Problem requirements
Recast every line of the listing below as a JSON list of strings, one string per line, leaving out blank lines.
===== Available records
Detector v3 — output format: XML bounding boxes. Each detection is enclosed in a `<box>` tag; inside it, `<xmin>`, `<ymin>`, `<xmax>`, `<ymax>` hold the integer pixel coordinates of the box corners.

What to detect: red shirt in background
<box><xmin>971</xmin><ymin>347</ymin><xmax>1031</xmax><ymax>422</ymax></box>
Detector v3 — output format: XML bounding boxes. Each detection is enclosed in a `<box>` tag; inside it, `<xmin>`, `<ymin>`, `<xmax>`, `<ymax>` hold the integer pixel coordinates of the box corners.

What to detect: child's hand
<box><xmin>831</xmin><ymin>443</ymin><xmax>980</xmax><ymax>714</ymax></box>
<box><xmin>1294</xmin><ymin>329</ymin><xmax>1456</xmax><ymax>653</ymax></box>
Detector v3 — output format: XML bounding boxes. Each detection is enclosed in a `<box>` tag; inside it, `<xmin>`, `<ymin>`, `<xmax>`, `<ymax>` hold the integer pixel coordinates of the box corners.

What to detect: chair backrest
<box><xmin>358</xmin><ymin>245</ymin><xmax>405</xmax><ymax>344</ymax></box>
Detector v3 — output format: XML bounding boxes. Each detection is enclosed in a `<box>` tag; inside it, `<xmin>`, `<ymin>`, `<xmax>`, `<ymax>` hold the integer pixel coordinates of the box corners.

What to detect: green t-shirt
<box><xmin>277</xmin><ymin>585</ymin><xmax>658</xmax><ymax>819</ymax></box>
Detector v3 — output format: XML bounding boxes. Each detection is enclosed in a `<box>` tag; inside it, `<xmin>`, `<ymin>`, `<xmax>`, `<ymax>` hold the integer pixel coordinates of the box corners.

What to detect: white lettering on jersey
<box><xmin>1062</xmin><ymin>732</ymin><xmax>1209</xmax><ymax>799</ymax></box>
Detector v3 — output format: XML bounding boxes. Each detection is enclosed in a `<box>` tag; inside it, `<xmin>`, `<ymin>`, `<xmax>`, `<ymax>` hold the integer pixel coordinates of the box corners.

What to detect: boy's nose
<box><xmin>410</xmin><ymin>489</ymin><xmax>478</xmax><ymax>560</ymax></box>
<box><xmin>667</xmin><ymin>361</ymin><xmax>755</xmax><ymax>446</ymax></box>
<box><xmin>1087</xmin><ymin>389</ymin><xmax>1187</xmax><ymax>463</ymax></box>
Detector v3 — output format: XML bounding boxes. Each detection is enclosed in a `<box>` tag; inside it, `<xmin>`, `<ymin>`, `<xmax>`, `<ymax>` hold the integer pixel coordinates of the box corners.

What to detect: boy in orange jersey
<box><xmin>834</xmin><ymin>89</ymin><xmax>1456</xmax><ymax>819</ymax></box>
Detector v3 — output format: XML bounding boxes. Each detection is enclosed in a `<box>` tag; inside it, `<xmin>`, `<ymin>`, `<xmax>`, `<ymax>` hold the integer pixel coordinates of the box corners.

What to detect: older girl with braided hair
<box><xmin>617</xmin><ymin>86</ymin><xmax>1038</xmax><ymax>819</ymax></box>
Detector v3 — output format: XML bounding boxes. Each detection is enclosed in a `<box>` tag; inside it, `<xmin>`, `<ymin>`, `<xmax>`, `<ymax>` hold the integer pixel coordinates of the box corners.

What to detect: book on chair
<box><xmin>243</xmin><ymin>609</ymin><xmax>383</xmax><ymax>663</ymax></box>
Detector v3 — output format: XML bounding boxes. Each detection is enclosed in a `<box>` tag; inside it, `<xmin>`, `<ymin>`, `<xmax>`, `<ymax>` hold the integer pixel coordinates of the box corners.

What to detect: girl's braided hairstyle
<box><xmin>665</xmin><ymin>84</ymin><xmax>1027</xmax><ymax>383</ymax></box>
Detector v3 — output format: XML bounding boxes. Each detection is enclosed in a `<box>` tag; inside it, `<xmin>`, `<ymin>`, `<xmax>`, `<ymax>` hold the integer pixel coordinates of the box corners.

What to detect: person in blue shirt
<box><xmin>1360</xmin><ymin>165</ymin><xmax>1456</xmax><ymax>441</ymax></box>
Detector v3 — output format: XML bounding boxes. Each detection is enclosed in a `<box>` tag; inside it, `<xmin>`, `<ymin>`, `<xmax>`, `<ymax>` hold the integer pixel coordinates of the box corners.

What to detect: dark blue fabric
==========
Completed task
[
  "Detector v3 — output format: XML bounding boxes. Each detection is enclosed in a `<box>` tag; inside it, `<xmin>`, `<ymin>`, `<xmax>`, `<ymax>` hold the integer pixel coordinates of the box corners.",
  "What to detect: red shirt in background",
  "<box><xmin>971</xmin><ymin>347</ymin><xmax>1031</xmax><ymax>422</ymax></box>",
  "Detector v3 — output format: XML bounding boxes. Each detection is enclosed in a `<box>` tag; inside it, `<xmin>`, `<ymin>`, `<xmax>`, `<ymax>` hold the integer pixel coordinates of the box corners.",
  "What to detect: child's hand",
  "<box><xmin>831</xmin><ymin>443</ymin><xmax>980</xmax><ymax>714</ymax></box>",
  "<box><xmin>1294</xmin><ymin>329</ymin><xmax>1456</xmax><ymax>653</ymax></box>",
  "Detector v3 — output format: XML bounding boxes. Each detection is enclosed in a `<box>` tag; inside it, `<xmin>`, `<ymin>`, `<xmax>`, `<ymax>` hold the integer pixel coordinates of the box corners.",
  "What to detect: chair backrest",
  "<box><xmin>358</xmin><ymin>245</ymin><xmax>405</xmax><ymax>344</ymax></box>",
  "Detector v3 — output format: XML bounding boxes. Each detection is enclosed in a `<box>` tag; inside it, `<xmin>`, `<ymin>`, `<xmax>`, `<ymax>` hold the integer pixel coordinates of the box corners.",
  "What to detect: green t-shirt",
  "<box><xmin>277</xmin><ymin>585</ymin><xmax>658</xmax><ymax>819</ymax></box>",
  "Detector v3 — output format: XML bounding boxes. Each detection is enclosed in a `<box>` tag; inside it, `<xmin>`, `<ymin>`, `<xmax>`, `<ymax>` hold the integer pixel coordinates of the box corners.",
  "What to detect: white lettering on jersey",
  "<box><xmin>1062</xmin><ymin>732</ymin><xmax>1209</xmax><ymax>799</ymax></box>",
  "Detector v3 — output format: XML bounding boxes. Each detection is enclosed in a `<box>` tag; inside it, `<xmin>`, `<ymin>`, `<xmax>`, `<ymax>` hold the integer pixel coordinates of the box corners.",
  "What to detect: boy's nose",
  "<box><xmin>410</xmin><ymin>489</ymin><xmax>478</xmax><ymax>560</ymax></box>",
  "<box><xmin>667</xmin><ymin>361</ymin><xmax>755</xmax><ymax>446</ymax></box>",
  "<box><xmin>1087</xmin><ymin>389</ymin><xmax>1187</xmax><ymax>463</ymax></box>",
  "Detector v3 — output format: XML bounding boxes. Each detection is enclosed in a `<box>` tag; inside it, `<xmin>`, `<ymin>`, `<xmax>`, `<ymax>` hold the integer pixel coordinates of the box corners.",
  "What to detect: boy in orange jersey",
  "<box><xmin>834</xmin><ymin>89</ymin><xmax>1456</xmax><ymax>819</ymax></box>",
  "Detector v3 — output format: XML bounding boxes. Each detection is enclosed in a `<box>` tag; inside it, `<xmin>`, `<ymin>`, `<xmax>`, `<ymax>` hold the integer pixel coordinates of the box corners.",
  "What to detect: older girl with braided hair",
  "<box><xmin>617</xmin><ymin>86</ymin><xmax>1038</xmax><ymax>819</ymax></box>",
  "Detector v3 — output format: XML bounding boxes. Each detection is enclosed in a `<box>` tag; inside it, `<xmin>`, `<ymin>`, `<xmax>`, `<ymax>` hold the integer pixel coordinates of the box corners.",
  "What to detect: book on chair",
  "<box><xmin>243</xmin><ymin>609</ymin><xmax>383</xmax><ymax>663</ymax></box>",
  "Detector v3 — output format: XML bounding boxes. Each detection is enclosed in a `<box>` tag; inside it, `<xmin>`, `<ymin>`, `<xmax>`, `<ymax>` hold the integer pixel coordinates of the box corners.",
  "What to detect: girl's braided hairstyle",
  "<box><xmin>665</xmin><ymin>84</ymin><xmax>1027</xmax><ymax>383</ymax></box>",
  "Detector v3 — output format: XML bounding boxes. Each detection is enclosed in a `<box>` tag; inside it, `<xmin>`, `<ymin>`, `<xmax>`, `<ymax>` hold the integer pixel coordinates of the box corners.",
  "What to detect: person in blue shirt",
  "<box><xmin>1360</xmin><ymin>165</ymin><xmax>1456</xmax><ymax>441</ymax></box>",
  "Detector v3 — output format: XML bounding boxes. Each detection is enclosed in a `<box>` tag; inside it, `<xmin>`, `<ymin>`, `<xmax>`, `<ymax>` hold the integer pixel coordinates of the box corners.",
  "What to detect: dark blue fabric"
]